> Given entries:
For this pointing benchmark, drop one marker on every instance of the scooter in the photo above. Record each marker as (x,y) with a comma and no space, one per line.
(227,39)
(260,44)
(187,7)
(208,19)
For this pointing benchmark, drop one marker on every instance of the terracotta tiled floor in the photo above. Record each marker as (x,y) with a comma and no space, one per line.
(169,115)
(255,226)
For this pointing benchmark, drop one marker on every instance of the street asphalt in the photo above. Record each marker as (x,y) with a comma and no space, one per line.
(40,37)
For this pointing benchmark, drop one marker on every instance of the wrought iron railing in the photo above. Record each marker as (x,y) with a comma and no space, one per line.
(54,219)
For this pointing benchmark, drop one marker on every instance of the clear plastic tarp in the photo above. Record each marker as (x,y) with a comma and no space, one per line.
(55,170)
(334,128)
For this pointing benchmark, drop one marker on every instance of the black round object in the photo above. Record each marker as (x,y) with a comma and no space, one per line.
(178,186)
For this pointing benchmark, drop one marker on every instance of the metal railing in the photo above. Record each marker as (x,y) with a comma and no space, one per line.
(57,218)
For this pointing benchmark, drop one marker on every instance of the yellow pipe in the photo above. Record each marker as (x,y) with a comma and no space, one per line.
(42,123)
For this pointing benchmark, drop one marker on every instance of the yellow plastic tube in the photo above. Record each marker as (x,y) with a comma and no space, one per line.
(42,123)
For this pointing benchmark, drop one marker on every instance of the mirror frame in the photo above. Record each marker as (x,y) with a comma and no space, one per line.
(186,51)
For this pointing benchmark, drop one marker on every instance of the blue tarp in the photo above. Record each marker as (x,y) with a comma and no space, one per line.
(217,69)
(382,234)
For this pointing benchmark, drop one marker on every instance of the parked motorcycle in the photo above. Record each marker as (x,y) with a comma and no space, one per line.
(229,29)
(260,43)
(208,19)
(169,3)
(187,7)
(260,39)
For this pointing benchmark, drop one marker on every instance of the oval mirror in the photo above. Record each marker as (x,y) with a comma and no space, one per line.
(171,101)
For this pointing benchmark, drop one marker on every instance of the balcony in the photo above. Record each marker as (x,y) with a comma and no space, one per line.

> To be done:
Reproduce every entry above word for word.

> The answer:
For this pointing benchmark, drop one marker on every instance of the scooter in the photo above. Record each marker as (x,y) with a comma and no space, one per line.
(227,39)
(260,44)
(187,7)
(208,19)
For this pointing benchmark, drop one marker on every instance of the terracotta tiled floor in the photo above. Record each marker as (x,y) with a comma and no space, one per line.
(169,115)
(255,226)
For this pointing benchmark, drop one marker on every instance of the street asphalt in the photo above. Record each marker as (x,y) with a comma and no space, one per line.
(40,37)
For this pointing benchmark, drop one marker on every instance of the wrought iron railing in the photo above. Record each marker as (x,y) with a comma and no space, one per line.
(54,219)
For this pointing benchmark, drop one marker on every instance of the clear plastic tarp in the photo above. Record each marker as (x,y) with a comma and no space, one per line.
(55,170)
(334,128)
For this pointing benchmark, drop one marker on every instance of the black round object in the photo above. Record each marker as (x,y) with a comma and no space, one per line.
(178,186)
For this pointing benchmark, drop one marker on every instance of the metal railing in the photo above. Record each marker as (x,y) with a comma and no space, one per line.
(57,218)
For this pointing benchmark, drop one marker on every instance of the yellow pipe in the photo above. Record each marker as (x,y) with a comma and no space, one per line.
(42,123)
For this pointing benchmark, drop one marker on every instance of the yellow plastic tube in the photo above. Record each marker as (x,y) with a comma and no space, one per line.
(42,123)
For this pointing benchmark, drop one marker on every instance of the mirror frame in the photo above. Record each marker as (x,y) with a comma and no space, one per line.
(186,51)
For this pointing benchmark, drop one marker on every instance of the blue tarp in the photo above. Record each marker as (x,y) with a comma and no space, one per line.
(217,69)
(382,234)
For this pointing benchmark, drop one marker on every instance of the parked motorcycle in the photo above. Record each marker as (x,y) with a comma and no space, one per line.
(229,29)
(260,43)
(208,19)
(169,3)
(187,7)
(260,39)
For this pointing benchmark, drop one marker on every instance of the oval mirror in the photo above. Record each marker as (x,y) with a comma and no space, one per line.
(171,101)
For this pointing benchmark, drop one marker on every instance of the balcony in the photo above. Record each marker as (x,y) with a comma and no space, one per line.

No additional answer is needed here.